Point localization data:
=== Section Start ===

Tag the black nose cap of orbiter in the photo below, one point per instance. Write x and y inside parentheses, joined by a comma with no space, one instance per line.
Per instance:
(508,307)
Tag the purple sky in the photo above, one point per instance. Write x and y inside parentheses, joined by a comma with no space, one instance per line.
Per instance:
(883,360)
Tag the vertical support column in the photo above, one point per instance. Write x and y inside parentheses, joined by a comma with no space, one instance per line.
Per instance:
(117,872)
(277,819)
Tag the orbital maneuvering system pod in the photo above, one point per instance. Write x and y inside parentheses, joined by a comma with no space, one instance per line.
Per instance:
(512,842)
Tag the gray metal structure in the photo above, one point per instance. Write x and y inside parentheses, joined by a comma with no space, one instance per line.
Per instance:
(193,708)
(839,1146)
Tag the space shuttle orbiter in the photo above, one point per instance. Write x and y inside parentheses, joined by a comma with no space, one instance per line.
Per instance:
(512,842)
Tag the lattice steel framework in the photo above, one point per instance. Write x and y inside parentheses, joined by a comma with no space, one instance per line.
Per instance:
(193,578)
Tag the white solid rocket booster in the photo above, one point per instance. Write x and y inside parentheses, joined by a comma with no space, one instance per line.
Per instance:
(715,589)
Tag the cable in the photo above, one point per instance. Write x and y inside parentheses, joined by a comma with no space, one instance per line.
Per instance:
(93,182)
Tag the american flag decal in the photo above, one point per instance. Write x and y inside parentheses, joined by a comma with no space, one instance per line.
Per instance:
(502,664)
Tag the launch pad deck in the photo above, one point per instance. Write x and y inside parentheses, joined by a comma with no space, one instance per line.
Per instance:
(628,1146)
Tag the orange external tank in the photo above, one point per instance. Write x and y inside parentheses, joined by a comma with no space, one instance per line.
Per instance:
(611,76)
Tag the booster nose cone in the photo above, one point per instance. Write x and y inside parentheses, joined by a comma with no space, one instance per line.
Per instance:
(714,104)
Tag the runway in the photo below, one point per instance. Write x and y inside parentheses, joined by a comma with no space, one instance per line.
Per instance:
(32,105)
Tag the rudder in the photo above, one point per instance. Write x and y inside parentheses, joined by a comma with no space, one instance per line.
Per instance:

=== Section End ===
=== Section Start ===

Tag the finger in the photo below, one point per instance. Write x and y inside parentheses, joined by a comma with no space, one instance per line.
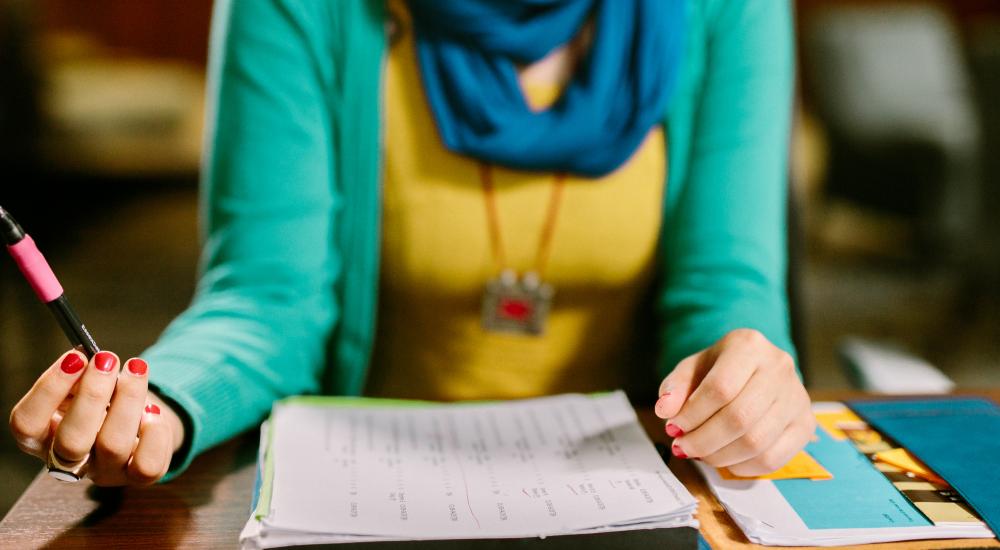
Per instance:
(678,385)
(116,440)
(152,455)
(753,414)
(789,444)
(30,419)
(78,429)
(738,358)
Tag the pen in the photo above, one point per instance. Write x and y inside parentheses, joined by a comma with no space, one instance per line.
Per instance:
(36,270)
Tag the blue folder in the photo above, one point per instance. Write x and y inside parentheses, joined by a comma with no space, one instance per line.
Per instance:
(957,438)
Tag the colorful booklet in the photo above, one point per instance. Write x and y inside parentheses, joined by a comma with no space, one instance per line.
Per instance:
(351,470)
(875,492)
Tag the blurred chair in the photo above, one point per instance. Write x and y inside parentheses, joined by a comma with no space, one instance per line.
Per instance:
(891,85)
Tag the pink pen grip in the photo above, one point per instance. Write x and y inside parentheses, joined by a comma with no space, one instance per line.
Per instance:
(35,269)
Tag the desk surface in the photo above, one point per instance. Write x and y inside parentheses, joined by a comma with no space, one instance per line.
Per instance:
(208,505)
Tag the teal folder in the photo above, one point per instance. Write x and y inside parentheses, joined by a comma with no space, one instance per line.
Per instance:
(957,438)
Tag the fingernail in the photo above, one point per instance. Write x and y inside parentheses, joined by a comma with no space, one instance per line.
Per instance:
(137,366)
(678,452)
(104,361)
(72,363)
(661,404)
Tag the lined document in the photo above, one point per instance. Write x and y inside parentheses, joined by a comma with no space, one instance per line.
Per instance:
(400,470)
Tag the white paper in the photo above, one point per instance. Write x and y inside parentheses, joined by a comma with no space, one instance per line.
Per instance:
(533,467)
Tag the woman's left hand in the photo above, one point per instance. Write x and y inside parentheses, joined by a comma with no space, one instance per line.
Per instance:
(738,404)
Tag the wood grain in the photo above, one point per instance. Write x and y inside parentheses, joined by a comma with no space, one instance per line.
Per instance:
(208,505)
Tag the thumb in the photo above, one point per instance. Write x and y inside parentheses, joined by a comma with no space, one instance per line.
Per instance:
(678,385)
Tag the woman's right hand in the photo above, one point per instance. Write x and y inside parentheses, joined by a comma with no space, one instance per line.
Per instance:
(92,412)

=== Section End ===
=== Section Start ===

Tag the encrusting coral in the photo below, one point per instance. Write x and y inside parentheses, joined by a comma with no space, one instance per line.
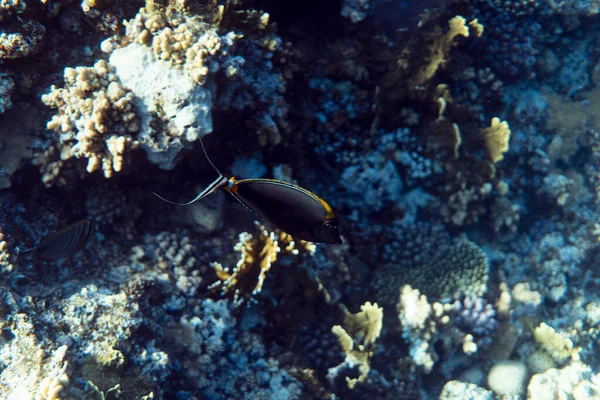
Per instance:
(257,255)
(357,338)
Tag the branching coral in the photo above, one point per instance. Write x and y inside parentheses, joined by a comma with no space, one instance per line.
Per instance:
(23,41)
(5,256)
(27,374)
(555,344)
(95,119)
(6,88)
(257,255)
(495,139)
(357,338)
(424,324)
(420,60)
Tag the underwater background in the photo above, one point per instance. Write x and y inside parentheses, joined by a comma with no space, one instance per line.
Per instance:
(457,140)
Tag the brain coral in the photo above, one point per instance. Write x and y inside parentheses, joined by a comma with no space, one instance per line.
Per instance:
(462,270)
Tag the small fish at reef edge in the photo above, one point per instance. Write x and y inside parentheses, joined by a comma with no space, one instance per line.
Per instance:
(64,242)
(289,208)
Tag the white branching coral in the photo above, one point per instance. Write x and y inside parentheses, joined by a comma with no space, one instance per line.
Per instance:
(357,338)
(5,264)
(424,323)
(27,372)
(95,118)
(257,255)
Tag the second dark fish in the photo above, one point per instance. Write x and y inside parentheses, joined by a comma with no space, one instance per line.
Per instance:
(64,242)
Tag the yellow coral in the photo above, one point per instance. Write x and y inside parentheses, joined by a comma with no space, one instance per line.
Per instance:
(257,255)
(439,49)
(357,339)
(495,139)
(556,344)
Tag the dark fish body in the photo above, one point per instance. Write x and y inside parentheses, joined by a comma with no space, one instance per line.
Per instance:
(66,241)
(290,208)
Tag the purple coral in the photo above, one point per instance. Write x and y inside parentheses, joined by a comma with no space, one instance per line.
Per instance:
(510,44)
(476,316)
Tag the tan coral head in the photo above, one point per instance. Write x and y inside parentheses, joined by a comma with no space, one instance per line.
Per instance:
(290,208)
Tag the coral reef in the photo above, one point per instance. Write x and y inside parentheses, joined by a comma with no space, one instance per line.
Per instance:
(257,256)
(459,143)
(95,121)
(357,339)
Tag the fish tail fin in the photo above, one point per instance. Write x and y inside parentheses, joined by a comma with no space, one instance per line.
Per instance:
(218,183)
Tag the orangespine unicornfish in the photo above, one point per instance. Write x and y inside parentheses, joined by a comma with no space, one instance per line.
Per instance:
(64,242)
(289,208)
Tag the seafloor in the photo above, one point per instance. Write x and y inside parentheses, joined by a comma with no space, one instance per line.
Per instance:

=== Section End ===

▶ [Exercise description]: Copy each line in the entries above where the word "branching" shows up.

▶ [Exercise response]:
Tag the branching coral in the photo above, one point per instance. Write x and y inside parentheses, joined by a comma with no space, one instance per line.
Tag the white branching coral in the photo above, one point per instance. Write x and y inside parentheses, joined by a comma with no space, one instance per line.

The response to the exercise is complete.